>> begin Passage to read

Member of the Missouri House of Representatives from the 14th district
- In office January 2003 – January 5, 2011
- Preceded by: Cindy Ostmann
- Succeeded by: Kathie Conway

Personal details
- Born: June 13, 1972 (age 54) St. Louis County, Missouri
- Party: Republican
- Children: 1
- Alma mater: Lindenwood University (B.A. cum laude)
- Occupation: Human Resources
- Profession: Politician

= Joe Smith (Missouri politician) =

American politician

Joseph Michael Smith (born c. June 13, 1972) is a former Republican member of the Missouri House of Representatives. He represented the 14th district, encompassing part of St. Charles County. By Missouri law, Smith was term-limited and unable to run for reelection in 2010.

==Personal life==
===Background and education===

Smith was born in St. Louis County, and graduated from Francis Howell High School in 1991. He received his associate of arts degree from St. Charles Community College in 1998, and his bachelor of arts degree cum laude in corporate communications from Lindenwood University in 2000. In 2009, Smith received his master of arts degree in service agency management.

Smith currently resides in St. Charles with his wife, Kimberley, and their son.

===Career===

Prior to his legislative service, Smith was employed as a UPS driver. Smith was later employed as an account representative at Lindenwood University.

>> end Passage to read

Give a two-sentence summary of the Joe Smith profile. Work only from the Joe Smith profile.

>> begin Dataset rows

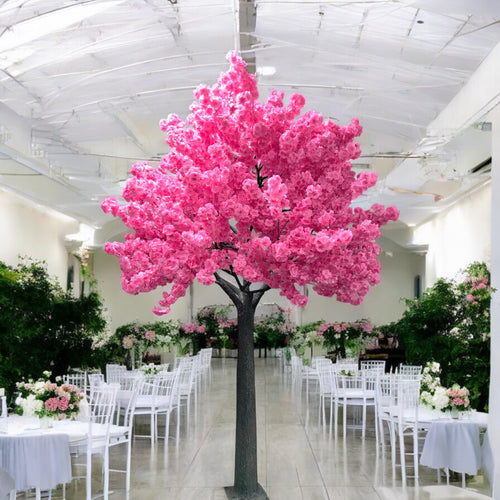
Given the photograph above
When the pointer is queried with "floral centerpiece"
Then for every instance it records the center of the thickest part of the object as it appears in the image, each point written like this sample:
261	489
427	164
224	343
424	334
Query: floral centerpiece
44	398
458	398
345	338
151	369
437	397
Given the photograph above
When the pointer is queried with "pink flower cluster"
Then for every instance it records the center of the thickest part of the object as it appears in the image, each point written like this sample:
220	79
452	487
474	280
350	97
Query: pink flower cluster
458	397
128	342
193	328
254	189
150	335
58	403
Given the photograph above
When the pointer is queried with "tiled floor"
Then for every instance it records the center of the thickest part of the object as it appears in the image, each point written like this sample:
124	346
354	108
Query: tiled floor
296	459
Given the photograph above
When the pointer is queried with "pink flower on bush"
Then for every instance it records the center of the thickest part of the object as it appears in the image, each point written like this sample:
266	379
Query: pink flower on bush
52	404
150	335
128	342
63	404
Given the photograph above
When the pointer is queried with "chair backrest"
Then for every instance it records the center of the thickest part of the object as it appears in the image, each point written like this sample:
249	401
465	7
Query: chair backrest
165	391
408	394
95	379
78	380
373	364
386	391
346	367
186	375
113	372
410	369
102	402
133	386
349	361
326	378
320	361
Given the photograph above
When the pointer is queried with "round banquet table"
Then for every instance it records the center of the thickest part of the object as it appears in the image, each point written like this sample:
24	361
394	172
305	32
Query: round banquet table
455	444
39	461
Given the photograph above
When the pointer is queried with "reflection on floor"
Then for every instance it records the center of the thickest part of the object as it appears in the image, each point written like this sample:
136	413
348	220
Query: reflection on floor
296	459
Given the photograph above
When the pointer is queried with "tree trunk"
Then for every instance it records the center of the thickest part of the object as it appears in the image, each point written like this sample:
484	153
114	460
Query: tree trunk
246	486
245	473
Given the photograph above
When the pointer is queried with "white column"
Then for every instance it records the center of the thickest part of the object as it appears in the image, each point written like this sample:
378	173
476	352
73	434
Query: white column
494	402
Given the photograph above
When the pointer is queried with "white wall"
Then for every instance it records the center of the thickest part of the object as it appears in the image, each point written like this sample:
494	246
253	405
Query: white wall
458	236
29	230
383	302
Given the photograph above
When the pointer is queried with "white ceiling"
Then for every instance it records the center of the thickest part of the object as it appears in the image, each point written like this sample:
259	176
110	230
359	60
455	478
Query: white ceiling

>> end Dataset rows
>> begin Dataset rows

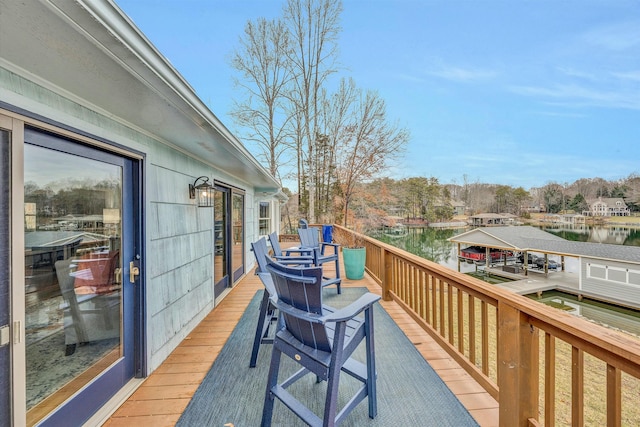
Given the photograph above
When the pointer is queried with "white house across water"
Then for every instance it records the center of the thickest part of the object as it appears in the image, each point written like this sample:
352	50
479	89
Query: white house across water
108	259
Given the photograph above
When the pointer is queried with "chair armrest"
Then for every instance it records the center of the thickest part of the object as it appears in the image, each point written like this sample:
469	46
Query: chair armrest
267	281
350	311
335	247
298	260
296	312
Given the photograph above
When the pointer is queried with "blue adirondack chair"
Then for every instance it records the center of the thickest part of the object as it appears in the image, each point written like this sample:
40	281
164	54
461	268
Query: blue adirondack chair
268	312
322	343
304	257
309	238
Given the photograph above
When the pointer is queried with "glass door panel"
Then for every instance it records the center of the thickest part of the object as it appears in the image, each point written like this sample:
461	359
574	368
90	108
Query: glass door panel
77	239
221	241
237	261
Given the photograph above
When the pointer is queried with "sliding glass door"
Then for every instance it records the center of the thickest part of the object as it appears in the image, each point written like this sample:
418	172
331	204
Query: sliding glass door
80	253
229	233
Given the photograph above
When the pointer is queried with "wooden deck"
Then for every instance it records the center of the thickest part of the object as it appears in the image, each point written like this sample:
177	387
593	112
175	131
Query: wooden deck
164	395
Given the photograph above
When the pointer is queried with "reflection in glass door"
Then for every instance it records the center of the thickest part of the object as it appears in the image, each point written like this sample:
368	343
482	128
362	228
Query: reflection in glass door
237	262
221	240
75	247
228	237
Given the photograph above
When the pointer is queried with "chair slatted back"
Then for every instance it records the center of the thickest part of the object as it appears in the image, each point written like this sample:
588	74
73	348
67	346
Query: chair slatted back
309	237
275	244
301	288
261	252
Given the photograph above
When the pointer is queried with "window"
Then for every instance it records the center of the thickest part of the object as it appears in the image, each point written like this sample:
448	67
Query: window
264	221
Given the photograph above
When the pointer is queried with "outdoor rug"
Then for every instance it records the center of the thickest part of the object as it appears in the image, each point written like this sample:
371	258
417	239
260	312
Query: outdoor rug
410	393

>> end Dataset rows
>> begin Dataset rows

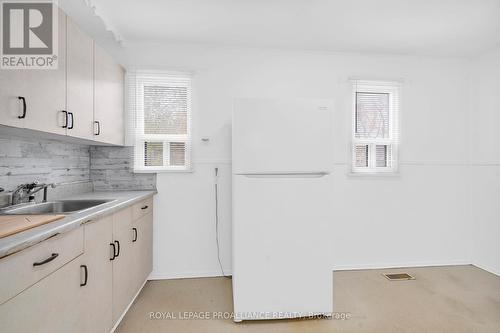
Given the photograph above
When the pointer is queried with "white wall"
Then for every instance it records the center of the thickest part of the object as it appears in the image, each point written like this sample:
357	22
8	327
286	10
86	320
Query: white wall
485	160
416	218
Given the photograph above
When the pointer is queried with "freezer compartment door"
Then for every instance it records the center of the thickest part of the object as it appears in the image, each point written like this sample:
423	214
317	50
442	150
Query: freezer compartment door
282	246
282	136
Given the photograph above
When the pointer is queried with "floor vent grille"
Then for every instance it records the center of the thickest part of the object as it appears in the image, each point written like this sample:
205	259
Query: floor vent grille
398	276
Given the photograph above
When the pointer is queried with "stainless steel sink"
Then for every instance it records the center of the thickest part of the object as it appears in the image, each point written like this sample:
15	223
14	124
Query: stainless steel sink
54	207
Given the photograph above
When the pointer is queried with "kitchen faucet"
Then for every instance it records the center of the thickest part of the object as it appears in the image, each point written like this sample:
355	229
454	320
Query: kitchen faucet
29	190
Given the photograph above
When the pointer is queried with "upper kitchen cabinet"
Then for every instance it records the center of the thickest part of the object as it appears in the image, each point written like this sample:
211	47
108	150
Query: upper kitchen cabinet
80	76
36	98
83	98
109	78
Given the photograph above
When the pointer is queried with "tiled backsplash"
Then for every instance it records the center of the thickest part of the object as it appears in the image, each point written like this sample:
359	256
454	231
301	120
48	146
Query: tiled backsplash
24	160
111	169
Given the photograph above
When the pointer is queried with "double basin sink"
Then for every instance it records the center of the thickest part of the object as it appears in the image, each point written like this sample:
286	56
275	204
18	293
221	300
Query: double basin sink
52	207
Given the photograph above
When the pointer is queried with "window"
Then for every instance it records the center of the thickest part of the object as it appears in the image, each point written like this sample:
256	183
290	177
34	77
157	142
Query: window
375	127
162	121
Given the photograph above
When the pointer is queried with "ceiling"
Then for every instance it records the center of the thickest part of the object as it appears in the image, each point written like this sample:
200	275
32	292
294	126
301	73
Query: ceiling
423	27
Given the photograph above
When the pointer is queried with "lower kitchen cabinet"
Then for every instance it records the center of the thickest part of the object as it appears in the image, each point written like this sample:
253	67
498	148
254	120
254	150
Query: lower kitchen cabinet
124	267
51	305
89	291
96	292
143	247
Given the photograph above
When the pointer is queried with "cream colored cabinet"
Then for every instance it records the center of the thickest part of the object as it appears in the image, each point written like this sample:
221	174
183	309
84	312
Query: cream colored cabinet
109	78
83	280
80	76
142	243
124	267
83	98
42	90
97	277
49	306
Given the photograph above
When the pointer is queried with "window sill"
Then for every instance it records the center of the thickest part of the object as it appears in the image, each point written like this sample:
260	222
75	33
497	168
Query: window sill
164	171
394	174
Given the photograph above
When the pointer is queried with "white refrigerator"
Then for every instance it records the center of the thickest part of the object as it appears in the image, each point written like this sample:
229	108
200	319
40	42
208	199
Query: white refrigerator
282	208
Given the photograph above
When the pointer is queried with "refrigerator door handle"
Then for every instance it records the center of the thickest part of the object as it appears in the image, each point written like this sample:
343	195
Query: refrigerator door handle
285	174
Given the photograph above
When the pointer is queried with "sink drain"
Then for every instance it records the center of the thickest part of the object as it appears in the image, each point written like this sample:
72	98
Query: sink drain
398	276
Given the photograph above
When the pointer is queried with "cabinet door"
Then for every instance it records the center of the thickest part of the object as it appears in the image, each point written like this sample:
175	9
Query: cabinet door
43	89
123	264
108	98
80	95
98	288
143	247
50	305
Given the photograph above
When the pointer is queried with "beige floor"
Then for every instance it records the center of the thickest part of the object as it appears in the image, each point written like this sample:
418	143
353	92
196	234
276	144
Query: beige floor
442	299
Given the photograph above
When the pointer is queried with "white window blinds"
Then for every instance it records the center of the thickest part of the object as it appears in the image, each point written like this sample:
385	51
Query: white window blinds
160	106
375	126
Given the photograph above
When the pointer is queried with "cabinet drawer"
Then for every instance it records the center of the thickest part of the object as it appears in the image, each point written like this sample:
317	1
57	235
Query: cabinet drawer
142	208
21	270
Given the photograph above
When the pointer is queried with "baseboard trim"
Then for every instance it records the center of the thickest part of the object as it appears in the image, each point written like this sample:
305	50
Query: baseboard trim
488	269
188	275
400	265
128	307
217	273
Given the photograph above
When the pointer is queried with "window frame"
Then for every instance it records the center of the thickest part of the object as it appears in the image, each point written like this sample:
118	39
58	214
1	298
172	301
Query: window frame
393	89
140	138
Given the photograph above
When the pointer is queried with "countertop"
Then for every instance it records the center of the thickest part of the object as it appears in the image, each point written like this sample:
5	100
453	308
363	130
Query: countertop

>> end Dataset rows

■ **Expected output**
Joseph Michael Smith is a former Republican member of the Missouri House of Representatives who represented the 14th district, which covers part of St. Charles County, and he could not run for reelection in 2010 because of term limits. Born in St. Louis County, he earned degrees from St. Charles Community College and Lindenwood University, and he worked as a UPS driver before his legislative service.